(Problem) What's wanted is a faithful retyping of every entry, pictures excluded.

(Given data)
§
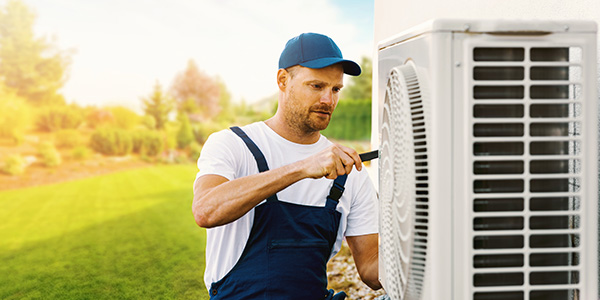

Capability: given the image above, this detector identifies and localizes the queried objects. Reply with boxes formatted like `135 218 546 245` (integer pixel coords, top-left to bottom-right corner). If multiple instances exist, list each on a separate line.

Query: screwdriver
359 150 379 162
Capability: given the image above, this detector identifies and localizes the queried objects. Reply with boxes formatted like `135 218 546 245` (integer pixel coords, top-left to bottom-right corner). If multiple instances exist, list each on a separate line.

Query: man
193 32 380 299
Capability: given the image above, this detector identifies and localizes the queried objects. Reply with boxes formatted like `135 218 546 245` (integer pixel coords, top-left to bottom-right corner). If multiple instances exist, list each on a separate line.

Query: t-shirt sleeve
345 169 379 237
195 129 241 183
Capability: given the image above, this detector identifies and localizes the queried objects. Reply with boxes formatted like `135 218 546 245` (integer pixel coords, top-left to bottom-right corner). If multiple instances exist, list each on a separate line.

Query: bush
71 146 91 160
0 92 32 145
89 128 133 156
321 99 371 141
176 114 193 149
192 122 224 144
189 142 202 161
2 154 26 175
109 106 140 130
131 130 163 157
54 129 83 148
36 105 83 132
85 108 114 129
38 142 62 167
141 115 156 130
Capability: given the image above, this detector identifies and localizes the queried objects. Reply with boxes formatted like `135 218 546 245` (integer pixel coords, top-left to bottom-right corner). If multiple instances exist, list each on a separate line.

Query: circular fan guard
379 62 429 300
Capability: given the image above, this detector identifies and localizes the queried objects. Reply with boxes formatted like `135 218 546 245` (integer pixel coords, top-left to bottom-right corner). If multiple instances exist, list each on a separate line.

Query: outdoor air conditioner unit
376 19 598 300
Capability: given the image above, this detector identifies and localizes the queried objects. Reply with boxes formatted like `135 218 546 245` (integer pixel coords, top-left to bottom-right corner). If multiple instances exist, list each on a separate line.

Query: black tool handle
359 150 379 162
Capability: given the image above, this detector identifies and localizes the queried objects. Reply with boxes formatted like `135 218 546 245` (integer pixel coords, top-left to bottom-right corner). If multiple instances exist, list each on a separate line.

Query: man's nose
§
(Reply)
Capability: given the image above, this detector identifies and localizes the queried objects. Reply with boxes formatted like `135 218 546 245` (integer pixel coords, top-left to bottom-right corner). If multiple instances exist, list each on a separate line.

Query: screwdriver
359 150 379 162
Capability: given the image above, this detector identifies and localizes the queried objects. Reply with boxes formatted like `135 218 546 245` (integer pixel coords, top-left to bottom-right corner). If multiple instances exist, list each on a separate line.

Query: man
193 32 380 299
Capability: given the image above, this detector identifies and localizes the queried objects. Reply with boxes formatted like `135 218 546 245` (integer pixel coords, top-left to bottom-right corner). If multiple instances exist, list each on a separate line.

Query: t-shirt sleeve
345 169 379 237
195 129 241 183
Capability: given the image above, this detector identifies and localizes the queried objects. Reply with boxes formatted like `135 218 546 245` (integer pixel coords, top-left to bottom-right corner). If multiple instances exist, list each on a separate line.

Query: bush
71 146 91 160
0 92 32 145
89 128 133 156
321 99 371 141
176 114 193 149
192 122 224 144
189 142 202 161
2 154 26 175
109 106 140 130
131 130 163 157
54 129 83 148
36 105 83 132
85 108 114 129
38 142 62 167
141 115 156 130
Capability: given the image above, this detector identifies and localizes the queried objects. Reply with boxes formatted like `135 218 546 245` (integer pixel coords, top-left to bottom-right corner). If multiple instances exist, list each on a separate line.

Query: circular fan guard
379 62 429 300
Capability: given the image above, this detector identifies and localizes the queried objects. Reply with boxes formatted like `135 218 546 245` (integer pixel coords, top-left to bottom-right corner). If multiple instances exist, list each on a separate line.

Query: outdoor air conditioner unit
376 19 598 300
Capability: given the image above, this detector identifies and localizes the queried objects. Reply with boxes formatted like `135 218 546 245` (integer pixel coords, top-left to bottom-right corner). If multiple instances exist, list each on a separate line.

Query: black tool handle
359 150 379 162
Capability: given the image above, this detector identifies and localizes the queried objects. Reply with boxes formatted like `135 218 546 245` (integer pixel coords, top-left to bottom-right corner). If multiple instances exist, list each on a separate line.

Query: man's nose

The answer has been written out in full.